◆ EXERCISE GOAL
Copy every item below line for line, without altering a single character.

◆ THE RECORDS
******

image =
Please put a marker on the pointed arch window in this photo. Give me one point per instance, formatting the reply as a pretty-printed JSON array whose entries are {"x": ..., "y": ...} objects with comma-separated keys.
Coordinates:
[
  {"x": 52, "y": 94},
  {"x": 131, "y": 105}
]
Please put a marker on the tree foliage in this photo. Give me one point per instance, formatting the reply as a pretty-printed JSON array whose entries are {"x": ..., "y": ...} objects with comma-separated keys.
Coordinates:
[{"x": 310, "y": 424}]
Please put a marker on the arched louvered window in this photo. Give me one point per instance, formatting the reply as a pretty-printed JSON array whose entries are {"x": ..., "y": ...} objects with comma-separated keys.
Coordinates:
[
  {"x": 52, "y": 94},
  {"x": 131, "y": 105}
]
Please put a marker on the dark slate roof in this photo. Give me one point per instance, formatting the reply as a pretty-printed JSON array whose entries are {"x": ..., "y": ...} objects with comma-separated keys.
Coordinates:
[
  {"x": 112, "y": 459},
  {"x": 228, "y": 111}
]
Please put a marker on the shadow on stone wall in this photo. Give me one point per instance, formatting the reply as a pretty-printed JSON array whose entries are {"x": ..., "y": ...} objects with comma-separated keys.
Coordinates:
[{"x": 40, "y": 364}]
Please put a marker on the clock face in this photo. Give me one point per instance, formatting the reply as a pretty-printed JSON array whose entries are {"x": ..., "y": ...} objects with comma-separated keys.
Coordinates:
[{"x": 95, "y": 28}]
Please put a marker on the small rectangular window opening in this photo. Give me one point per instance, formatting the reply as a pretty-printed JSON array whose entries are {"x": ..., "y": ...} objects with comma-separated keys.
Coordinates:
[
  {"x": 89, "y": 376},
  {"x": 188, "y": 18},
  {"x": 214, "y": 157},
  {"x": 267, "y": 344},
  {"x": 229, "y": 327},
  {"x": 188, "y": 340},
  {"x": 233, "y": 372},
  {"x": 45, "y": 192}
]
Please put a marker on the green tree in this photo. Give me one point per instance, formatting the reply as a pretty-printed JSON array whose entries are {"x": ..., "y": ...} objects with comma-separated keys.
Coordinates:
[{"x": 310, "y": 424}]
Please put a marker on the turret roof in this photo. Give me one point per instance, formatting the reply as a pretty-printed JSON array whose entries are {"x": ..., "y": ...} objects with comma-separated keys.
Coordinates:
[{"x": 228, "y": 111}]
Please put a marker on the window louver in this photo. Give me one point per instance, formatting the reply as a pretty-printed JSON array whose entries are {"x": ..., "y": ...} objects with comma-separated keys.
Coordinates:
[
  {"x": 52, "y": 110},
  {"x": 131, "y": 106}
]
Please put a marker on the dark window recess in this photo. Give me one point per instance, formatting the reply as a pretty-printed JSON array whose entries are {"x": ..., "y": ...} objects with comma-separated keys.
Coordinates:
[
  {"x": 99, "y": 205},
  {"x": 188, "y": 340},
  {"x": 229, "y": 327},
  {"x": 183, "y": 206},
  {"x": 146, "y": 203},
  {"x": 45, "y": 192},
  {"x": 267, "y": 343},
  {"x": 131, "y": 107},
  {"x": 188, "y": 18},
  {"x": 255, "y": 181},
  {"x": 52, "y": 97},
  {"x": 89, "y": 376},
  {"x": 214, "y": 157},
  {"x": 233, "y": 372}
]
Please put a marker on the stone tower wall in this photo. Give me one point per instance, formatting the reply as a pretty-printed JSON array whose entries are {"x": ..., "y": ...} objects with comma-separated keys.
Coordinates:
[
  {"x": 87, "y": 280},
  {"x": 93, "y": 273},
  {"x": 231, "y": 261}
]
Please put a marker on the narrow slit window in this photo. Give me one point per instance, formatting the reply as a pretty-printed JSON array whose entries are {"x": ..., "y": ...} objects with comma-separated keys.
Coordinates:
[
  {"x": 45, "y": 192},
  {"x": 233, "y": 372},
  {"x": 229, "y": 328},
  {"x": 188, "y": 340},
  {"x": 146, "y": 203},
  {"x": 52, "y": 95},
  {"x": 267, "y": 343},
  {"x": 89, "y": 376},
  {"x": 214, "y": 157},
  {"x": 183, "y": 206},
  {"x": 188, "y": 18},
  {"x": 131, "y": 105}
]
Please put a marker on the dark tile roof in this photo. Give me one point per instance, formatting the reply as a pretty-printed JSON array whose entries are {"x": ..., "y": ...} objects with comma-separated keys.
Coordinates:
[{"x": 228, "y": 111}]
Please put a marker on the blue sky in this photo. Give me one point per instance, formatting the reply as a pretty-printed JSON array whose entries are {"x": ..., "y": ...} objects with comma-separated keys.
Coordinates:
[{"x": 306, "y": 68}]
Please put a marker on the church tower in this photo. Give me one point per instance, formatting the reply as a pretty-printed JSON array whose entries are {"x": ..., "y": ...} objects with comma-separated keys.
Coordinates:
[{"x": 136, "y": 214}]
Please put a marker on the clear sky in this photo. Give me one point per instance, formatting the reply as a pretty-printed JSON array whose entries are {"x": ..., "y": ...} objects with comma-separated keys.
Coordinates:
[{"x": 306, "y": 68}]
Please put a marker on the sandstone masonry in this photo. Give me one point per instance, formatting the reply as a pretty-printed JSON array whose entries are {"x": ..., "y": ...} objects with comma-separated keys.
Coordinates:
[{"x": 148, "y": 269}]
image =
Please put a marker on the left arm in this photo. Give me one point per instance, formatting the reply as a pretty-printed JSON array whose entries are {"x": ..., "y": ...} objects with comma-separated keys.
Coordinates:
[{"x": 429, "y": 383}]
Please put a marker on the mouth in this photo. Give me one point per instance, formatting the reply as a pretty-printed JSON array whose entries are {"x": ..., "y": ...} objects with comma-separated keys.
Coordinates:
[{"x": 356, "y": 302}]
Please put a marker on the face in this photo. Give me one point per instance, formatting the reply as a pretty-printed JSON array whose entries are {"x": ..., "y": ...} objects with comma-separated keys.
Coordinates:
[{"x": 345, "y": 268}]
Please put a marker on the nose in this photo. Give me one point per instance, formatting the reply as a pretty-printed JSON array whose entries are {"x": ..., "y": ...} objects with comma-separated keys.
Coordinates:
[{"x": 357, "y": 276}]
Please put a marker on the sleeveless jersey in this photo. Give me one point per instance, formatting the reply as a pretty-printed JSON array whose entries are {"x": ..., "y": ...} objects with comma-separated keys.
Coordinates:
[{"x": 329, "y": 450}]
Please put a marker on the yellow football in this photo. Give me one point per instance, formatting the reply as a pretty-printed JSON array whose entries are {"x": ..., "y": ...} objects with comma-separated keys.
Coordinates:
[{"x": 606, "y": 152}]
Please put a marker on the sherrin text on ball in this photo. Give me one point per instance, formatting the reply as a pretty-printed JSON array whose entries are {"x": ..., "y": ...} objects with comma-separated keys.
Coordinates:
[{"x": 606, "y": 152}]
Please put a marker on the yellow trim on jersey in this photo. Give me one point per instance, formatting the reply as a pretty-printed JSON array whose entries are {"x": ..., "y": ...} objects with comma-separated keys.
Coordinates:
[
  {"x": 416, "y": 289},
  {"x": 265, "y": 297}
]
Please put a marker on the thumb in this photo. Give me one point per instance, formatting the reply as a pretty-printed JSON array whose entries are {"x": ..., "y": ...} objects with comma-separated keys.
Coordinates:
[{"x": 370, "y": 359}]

******

◆ ANSWER TO THE TASK
image =
Please put a marker on the pointed arch window in this photo. Give me one point per instance, formatting the reply as a pretty-printed JSON array whose entries are {"x": ..., "y": ...} objects with comma-separated keys.
Coordinates:
[
  {"x": 52, "y": 94},
  {"x": 131, "y": 105}
]
Please put a marker on the tree foliage in this photo. Give me one point per instance, formatting the reply as a pretty-printed JSON array whose entries are {"x": ..., "y": ...} objects with comma-separated keys.
Coordinates:
[{"x": 310, "y": 424}]
Please put a marker on the arched louvered window in this photo. Give me one point per instance, formatting the reply as a pretty-printed JSON array whose entries are {"x": ..., "y": ...} objects with comma-separated keys.
Coordinates:
[
  {"x": 52, "y": 94},
  {"x": 131, "y": 105}
]
Please put a marker on the dark slate roof in this photo. Give me one point per instance, formatting the reply as a pretty-printed JSON array whose entries are {"x": ..., "y": ...} objects with comma-separated keys.
Coordinates:
[
  {"x": 112, "y": 459},
  {"x": 228, "y": 111}
]
Please put a marker on the shadow on stone wall in this photo. Give me one point per instance, formatting the reply as a pretty-printed JSON array whose entries are {"x": ..., "y": ...} objects with comma-separated keys.
Coordinates:
[{"x": 40, "y": 364}]
Please put a marker on the clock face in this photo. Give me one point per instance, formatting the reply as a pretty-printed JSON array whose entries are {"x": ..., "y": ...} objects with comma-separated keys.
Coordinates:
[{"x": 95, "y": 28}]
Please put a marker on the small rectangular window opening in this photo. Give me one point per instance, formatting the reply as a pretty-printed JSON array whose entries are {"x": ..., "y": ...} objects with comma-separated keys.
Coordinates:
[
  {"x": 89, "y": 376},
  {"x": 188, "y": 18},
  {"x": 214, "y": 157},
  {"x": 267, "y": 344},
  {"x": 229, "y": 327},
  {"x": 188, "y": 340},
  {"x": 233, "y": 372},
  {"x": 45, "y": 192}
]
Please put a marker on the green tree in this photo. Give me one point per instance, formatting the reply as a pretty-printed JSON array whose entries are {"x": ..., "y": ...} objects with comma-separated keys.
Coordinates:
[{"x": 310, "y": 424}]
Please put a marker on the turret roof in this photo. Give me one point per instance, formatting the reply as a pretty-printed JSON array whose entries are {"x": ..., "y": ...} objects with comma-separated keys.
Coordinates:
[{"x": 228, "y": 111}]
Please put a marker on the window louver in this photo. Give me one point per instance, formatting the reply as a pretty-printed JSON array whose entries are {"x": ..., "y": ...} objects with comma-separated keys.
Coordinates:
[
  {"x": 52, "y": 110},
  {"x": 131, "y": 106}
]
Please put a marker on the dark window recess in this photo. Give me one point per instance, formatting the reply as a pretty-printed JSON array whose entries are {"x": ..., "y": ...} objects with comma-separated keys.
Coordinates:
[
  {"x": 99, "y": 205},
  {"x": 188, "y": 340},
  {"x": 229, "y": 327},
  {"x": 183, "y": 206},
  {"x": 146, "y": 203},
  {"x": 45, "y": 192},
  {"x": 267, "y": 343},
  {"x": 131, "y": 107},
  {"x": 188, "y": 18},
  {"x": 255, "y": 181},
  {"x": 52, "y": 97},
  {"x": 89, "y": 376},
  {"x": 214, "y": 157},
  {"x": 233, "y": 372}
]
Please put a marker on the stone tower wall in this photo. Give me one point per instance, formatting the reply as a pretty-printed JSON array whose entries are {"x": ..., "y": ...} objects with comma-separated keys.
Coordinates:
[
  {"x": 87, "y": 280},
  {"x": 93, "y": 273},
  {"x": 231, "y": 261}
]
Please put a marker on the narrow slit window in this photo. Give me one point per instance, formatting the reply as a pretty-printed JSON array whose entries are {"x": ..., "y": ...} objects with comma-separated keys.
Coordinates:
[
  {"x": 45, "y": 192},
  {"x": 233, "y": 372},
  {"x": 229, "y": 328},
  {"x": 188, "y": 340},
  {"x": 146, "y": 203},
  {"x": 52, "y": 95},
  {"x": 267, "y": 343},
  {"x": 89, "y": 376},
  {"x": 214, "y": 157},
  {"x": 183, "y": 206},
  {"x": 188, "y": 18},
  {"x": 131, "y": 105}
]
Please put a marker on the dark tile roof in this photo. Give me one point per instance, formatting the reply as a pretty-printed JSON array whose entries are {"x": ..., "y": ...} objects with comma-separated keys.
Coordinates:
[{"x": 228, "y": 111}]
Please put a marker on the blue sky in this photo. Give me one point per instance, formatting the reply as a pretty-printed JSON array whose entries are {"x": ..., "y": ...} objects with comma-separated keys.
Coordinates:
[{"x": 306, "y": 68}]
Please put a marker on the church tower in this photo. Give me one point per instance, formatting the reply as a pretty-printed JSON array whose entries are {"x": ..., "y": ...} objects with comma-separated keys.
Coordinates:
[{"x": 136, "y": 214}]
Please put a marker on the clear sky in this photo. Give me one point per instance, formatting the reply as a pretty-printed JSON array whose entries are {"x": ..., "y": ...} objects with comma-separated keys.
Coordinates:
[{"x": 306, "y": 68}]
Please put a marker on the sandstone masonry in this photo. Give me one point per instance, formatting the reply as a pretty-printed JSON array whose entries are {"x": ..., "y": ...} objects with comma-separated keys.
Coordinates:
[{"x": 148, "y": 269}]
image =
Please put a marker on the left arm in this photo. Give me one point per instance, formatting the reply as a pretty-printed JSON array whose entries are {"x": ..., "y": ...} objects with comma-separated keys.
Coordinates:
[{"x": 429, "y": 383}]
Please put a marker on the mouth in this photo. Give me one point per instance, formatting the reply as a pretty-printed JSON array whose entries are {"x": ..., "y": ...} objects with comma-separated keys.
Coordinates:
[{"x": 356, "y": 302}]
Please put a marker on the face in this photo. Give me one point per instance, formatting the reply as a pretty-printed JSON array whose entries are {"x": ..., "y": ...} objects with comma-separated keys.
Coordinates:
[{"x": 345, "y": 268}]
Please put a marker on the nose in this photo. Give me one point per instance, formatting the reply as a pretty-printed JSON array whose entries are {"x": ..., "y": ...} objects with comma-separated keys.
Coordinates:
[{"x": 357, "y": 276}]
Please put a marker on the sleeveless jersey in this photo. Give me one point per instance, formatting the reply as a pretty-printed JSON array whose entries are {"x": ..., "y": ...} objects with comma-separated keys.
Coordinates:
[{"x": 329, "y": 450}]
Please put a marker on the yellow football in this photo. Give me one point per instance, formatting the reply as a pretty-printed JSON array whose entries are {"x": ..., "y": ...} objects with comma-separated keys.
Coordinates:
[{"x": 606, "y": 152}]
Please put a marker on the sherrin text on ball in this photo. Give me one point per instance, formatting the reply as a pretty-printed JSON array whose entries are {"x": ..., "y": ...} objects with comma-separated keys.
Coordinates:
[{"x": 606, "y": 152}]
Please put a marker on the yellow trim on jersey in this photo. Give me one point per instance, formatting the reply as a pretty-printed JSON array whose entries are {"x": ..., "y": ...} objects with comma-separated keys.
Coordinates:
[
  {"x": 416, "y": 289},
  {"x": 265, "y": 297}
]
Please put a marker on the thumb in this photo. Give me one point per instance, formatting the reply as a pretty-printed JSON array whose entries are {"x": ..., "y": ...} objects with comma-separated keys.
Coordinates:
[{"x": 370, "y": 359}]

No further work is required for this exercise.